++++ Supplied material ++++
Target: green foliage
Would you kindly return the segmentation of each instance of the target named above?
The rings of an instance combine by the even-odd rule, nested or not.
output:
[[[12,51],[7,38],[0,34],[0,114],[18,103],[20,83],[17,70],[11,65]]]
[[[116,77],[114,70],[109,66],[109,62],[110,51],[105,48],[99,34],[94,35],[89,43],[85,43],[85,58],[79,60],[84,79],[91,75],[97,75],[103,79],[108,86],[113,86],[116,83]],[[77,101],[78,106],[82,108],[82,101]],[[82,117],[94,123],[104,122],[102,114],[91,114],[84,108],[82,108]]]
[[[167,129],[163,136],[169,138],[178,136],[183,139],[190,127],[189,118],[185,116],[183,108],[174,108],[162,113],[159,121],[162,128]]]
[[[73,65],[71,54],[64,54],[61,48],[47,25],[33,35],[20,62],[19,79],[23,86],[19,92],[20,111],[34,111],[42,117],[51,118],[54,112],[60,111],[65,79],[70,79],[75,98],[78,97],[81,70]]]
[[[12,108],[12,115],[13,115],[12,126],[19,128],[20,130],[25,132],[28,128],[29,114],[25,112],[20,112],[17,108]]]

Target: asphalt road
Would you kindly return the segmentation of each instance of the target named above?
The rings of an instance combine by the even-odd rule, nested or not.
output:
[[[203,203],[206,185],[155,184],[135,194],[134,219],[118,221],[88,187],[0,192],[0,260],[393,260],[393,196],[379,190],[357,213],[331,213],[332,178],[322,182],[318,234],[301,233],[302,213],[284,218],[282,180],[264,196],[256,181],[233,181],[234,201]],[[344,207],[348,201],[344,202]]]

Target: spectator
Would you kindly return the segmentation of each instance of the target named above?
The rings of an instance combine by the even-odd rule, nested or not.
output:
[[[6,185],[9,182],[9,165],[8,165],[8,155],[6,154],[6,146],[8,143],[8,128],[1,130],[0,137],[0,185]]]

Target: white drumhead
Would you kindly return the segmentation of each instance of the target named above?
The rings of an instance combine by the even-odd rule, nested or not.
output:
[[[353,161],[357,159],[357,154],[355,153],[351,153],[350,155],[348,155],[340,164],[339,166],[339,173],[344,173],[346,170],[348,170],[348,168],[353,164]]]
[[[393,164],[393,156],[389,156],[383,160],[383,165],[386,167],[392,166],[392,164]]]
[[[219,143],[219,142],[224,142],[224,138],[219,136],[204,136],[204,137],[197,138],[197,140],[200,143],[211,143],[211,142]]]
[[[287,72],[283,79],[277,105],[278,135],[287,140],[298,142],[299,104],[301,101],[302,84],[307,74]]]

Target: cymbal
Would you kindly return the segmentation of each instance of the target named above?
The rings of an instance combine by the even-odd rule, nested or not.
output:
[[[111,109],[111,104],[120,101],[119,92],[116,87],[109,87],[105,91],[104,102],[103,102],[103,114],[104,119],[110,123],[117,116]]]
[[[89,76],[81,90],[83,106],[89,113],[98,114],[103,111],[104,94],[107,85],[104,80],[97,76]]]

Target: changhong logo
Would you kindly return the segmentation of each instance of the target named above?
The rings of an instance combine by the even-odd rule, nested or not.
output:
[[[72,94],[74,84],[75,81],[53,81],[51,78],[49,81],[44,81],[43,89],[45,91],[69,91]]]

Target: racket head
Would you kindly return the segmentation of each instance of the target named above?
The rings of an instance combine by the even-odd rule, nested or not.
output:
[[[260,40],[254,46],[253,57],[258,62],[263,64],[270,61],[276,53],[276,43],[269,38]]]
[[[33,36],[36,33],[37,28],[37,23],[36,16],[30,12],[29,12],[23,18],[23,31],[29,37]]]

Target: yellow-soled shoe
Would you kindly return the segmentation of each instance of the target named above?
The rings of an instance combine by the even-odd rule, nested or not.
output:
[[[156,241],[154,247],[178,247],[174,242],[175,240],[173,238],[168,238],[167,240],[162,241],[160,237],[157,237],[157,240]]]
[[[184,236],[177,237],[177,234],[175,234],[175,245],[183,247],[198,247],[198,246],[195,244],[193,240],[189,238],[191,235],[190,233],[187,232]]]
++++
The task » Rewrite the entries from the line with "Target: changhong logo" through the end of the entries, both ends included, with the request lines kept, and adjust every polygon point coordinate in the answers by -67.

The answer »
Target: changhong logo
Would you kindly return the segmentation of each instance of the target named above?
The rings of an instance combine by the even-odd rule, nested or not.
output:
[[[5,27],[7,17],[8,14],[-14,14],[-16,11],[-18,14],[-23,14],[-24,22],[-22,24],[2,24]]]

Target: racket head
Would you kindly return the segmentation of each instance of the target named above?
The rings of an instance combine by the even-odd rule, nested or not.
output:
[[[193,-27],[187,-21],[186,-10],[191,-5],[196,-3],[203,-6],[209,-14],[209,-24],[202,-29]]]
[[[-34,-31],[-31,-34],[-30,-39],[-30,-44],[-31,-51],[-37,-55],[-38,-55],[-44,-49],[-44,-36],[-38,-30]]]

Target: yellow-soled shoe
Would you kindly return the segmentation of each instance of the target named above?
The rings of an instance combine by the even-odd rule, nested or not.
output:
[[[89,174],[87,180],[111,180],[107,175],[108,173],[106,171],[101,171],[100,173],[95,174],[93,170],[90,170],[90,173]]]
[[[117,169],[110,170],[110,167],[108,167],[108,178],[116,180],[131,180],[131,179],[128,177],[126,173],[122,171],[124,168],[123,166],[120,165]]]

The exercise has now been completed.